[start of PROVIDED PASSAGE]

How Google and Apple are changing the face of mapping forever


Skift Take

In seven short years Google has taken the bland maps of Mapquest and its forebears and turned them into living documents that keep explaining the world around us to us in more compelling ways.

Over the last few years, at the kinds of conferences where the world's technological elite gathers to mainline caffeine and determine the course of history, Google has entertained the crowds with a contraption it calls Liquid Galaxy. It consists of eight large LCD screens, turned on their ends and arranged in a circle, with a joystick at the centre. The screens display vivid satellite imagery from Google Earth, and the joystick permits three-dimensional "flight", so that stepping inside Liquid Galaxy feels like boarding your own personal UFO, in which you can zoom from the darkness of space down to the ocean's surface, cruising low over deserts, or inspecting the tops of skyscrapers. (The illusion of real movement is powerful; your legs may tremble.) You can swoop down to street-level in Cape Town, spot ships in the Mekong river, or lose yourself in the whiteness of Antarctica.

But you don't, of course. What you do – or what I did, anyway, but watch anyone using Google Earth for the first time, and you'll see they do the equivalent – is to hurtle across continents to the semi-detached house on the outskirts of York where you grew up, to peer down at a street you know well. In an era of previously unimagined opportunities for exploring the far-off and strange, we want mainly to stare at ourselves.

[end of PROVIDED PASSAGE]
[start of MATERIAL SHOWN]

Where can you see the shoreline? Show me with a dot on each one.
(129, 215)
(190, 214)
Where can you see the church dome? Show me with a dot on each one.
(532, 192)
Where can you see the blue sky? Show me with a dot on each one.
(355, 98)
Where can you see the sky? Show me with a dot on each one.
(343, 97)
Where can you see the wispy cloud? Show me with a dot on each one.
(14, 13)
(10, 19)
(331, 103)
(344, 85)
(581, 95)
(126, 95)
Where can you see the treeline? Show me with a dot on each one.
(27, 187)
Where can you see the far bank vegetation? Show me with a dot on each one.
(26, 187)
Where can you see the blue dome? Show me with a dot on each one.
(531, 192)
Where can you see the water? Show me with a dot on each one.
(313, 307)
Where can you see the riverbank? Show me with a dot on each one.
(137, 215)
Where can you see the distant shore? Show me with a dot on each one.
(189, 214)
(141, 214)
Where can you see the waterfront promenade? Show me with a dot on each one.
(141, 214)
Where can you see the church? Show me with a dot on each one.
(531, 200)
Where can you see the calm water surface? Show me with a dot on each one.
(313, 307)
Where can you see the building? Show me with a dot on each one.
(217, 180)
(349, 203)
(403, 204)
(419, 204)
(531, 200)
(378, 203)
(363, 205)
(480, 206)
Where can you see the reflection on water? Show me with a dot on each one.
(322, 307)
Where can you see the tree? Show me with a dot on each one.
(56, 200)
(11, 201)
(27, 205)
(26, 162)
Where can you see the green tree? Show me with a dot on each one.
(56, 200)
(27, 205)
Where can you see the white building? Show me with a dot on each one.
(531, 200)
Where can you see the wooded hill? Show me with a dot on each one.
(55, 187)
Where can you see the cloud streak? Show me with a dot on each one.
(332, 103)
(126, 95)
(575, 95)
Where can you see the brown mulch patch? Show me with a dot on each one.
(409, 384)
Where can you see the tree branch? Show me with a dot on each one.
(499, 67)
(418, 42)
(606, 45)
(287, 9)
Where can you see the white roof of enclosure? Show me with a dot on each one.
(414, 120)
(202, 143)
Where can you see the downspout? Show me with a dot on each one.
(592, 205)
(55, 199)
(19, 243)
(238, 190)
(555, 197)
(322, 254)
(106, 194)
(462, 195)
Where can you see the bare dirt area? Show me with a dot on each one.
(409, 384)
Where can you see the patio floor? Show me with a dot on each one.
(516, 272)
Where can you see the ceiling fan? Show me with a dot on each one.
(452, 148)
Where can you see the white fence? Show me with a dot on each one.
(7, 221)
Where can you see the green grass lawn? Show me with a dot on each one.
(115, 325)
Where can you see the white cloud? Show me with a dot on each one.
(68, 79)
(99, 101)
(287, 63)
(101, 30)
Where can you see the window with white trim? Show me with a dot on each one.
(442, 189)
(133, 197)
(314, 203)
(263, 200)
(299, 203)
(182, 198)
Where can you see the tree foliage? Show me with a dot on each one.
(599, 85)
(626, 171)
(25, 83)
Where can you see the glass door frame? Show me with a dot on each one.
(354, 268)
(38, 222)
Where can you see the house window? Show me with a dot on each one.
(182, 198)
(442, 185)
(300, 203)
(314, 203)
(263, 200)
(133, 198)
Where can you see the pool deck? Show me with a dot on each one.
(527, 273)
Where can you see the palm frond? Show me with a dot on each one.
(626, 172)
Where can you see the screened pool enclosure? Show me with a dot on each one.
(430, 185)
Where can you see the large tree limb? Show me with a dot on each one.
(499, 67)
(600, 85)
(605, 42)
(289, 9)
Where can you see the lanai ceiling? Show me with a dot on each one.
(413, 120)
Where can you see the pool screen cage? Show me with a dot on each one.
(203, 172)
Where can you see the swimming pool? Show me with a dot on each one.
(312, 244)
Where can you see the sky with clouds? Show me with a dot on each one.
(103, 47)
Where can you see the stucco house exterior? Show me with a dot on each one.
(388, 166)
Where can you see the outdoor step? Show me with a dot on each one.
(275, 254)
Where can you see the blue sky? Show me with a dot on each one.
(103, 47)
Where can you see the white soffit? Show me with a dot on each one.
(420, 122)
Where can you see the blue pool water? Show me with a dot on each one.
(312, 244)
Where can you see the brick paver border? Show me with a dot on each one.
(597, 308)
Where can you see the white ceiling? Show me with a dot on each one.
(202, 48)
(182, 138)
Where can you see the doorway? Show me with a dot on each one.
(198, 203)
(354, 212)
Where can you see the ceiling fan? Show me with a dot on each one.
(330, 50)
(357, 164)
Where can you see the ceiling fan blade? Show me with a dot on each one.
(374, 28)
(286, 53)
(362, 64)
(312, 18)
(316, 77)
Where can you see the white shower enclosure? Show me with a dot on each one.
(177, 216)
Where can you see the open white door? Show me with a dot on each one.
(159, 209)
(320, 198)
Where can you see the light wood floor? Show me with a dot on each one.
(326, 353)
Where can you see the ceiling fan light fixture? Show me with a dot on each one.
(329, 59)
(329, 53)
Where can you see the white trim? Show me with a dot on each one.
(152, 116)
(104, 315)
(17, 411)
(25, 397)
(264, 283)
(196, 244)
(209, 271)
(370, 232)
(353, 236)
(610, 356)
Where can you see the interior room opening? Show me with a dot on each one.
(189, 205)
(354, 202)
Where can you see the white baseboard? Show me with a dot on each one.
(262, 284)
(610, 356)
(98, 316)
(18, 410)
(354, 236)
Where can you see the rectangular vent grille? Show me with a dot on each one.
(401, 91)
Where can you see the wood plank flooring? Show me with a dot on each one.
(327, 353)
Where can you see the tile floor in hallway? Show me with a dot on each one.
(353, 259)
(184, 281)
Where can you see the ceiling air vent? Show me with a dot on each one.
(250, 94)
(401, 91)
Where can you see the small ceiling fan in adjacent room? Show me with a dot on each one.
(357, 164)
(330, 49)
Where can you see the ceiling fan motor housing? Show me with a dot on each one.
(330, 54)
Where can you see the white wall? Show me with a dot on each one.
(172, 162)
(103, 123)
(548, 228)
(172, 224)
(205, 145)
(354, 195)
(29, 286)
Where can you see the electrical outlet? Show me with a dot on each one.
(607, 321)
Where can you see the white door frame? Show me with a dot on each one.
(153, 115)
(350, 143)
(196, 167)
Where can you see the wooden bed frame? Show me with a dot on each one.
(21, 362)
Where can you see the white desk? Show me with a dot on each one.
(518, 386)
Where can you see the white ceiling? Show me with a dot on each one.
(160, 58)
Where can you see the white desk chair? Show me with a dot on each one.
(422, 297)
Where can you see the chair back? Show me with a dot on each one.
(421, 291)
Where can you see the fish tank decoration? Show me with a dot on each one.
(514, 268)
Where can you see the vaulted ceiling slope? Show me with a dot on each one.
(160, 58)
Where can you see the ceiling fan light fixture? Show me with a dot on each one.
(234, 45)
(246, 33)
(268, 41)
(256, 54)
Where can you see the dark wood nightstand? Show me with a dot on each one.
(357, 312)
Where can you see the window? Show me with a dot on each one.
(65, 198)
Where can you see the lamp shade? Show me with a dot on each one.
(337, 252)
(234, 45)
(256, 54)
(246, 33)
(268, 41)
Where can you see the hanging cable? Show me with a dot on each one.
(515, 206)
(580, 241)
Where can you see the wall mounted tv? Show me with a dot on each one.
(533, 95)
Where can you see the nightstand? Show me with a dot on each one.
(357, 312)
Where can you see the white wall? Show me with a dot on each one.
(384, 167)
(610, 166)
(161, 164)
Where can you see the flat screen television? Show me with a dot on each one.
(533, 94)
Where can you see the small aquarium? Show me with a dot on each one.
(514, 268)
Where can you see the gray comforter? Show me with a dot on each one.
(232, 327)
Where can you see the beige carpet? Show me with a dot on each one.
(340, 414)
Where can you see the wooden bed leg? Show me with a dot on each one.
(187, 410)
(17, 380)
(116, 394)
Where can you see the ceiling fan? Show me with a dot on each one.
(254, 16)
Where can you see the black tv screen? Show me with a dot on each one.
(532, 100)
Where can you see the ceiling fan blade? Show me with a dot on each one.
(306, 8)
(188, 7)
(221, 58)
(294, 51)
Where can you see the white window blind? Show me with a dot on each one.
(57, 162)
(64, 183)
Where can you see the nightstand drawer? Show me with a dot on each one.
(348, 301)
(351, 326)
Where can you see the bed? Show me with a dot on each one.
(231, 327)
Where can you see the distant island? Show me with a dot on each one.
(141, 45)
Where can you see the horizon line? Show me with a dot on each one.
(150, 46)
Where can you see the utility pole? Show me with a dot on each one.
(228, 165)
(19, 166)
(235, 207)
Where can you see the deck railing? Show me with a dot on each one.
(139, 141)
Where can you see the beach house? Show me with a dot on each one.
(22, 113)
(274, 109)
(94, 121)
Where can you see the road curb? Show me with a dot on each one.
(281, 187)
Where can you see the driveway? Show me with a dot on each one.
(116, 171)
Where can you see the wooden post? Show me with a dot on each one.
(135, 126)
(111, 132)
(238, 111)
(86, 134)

[end of MATERIAL SHOWN]

BRIEF A: In the mapping article, how many screens make up Liquid Galaxy?
BRIEF B: List every place name mentioned in the mapping article.
BRIEF C: Please write a continuation of the article on Google and Apple mapping, picking up after its last sentence.

TASK OUTPUT A: Eight large LCD screens.

TASK OUTPUT B: Cape Town, the Mekong river, Antarctica, York

TASK OUTPUT C:
It is a testament to the rate of change in the world of mapping, though, that Liquid Galaxy is now essentially old hat. Google has much, much bigger plans. In June it revealed that it had already started using planes – "military-grade spy planes", the New York senator Charles Schumer claimed – to provide more detailed 3D imagery of the world's big cities. It also unveiled the Street View Trekker, a bulky backpack with several 15-megapixel cameras protruding on a stalk, so that operatives can capture "offroad" imagery from hiking trails, narrow alleyways or the forest floor. Almost every month, new kinds of data are incorporated into Google Maps: in June, it was 2,000 miles of British canal towpaths, complete with bridges and locks; it was bike lanes. And for the first time, Google's dominance of digital mapping faces a credible threat: Apple has announced that it will no longer include Google Maps on iPhones or iPads, replacing it with an alternative that, an Apple source told the tech blog All Things D, "will blow your head off".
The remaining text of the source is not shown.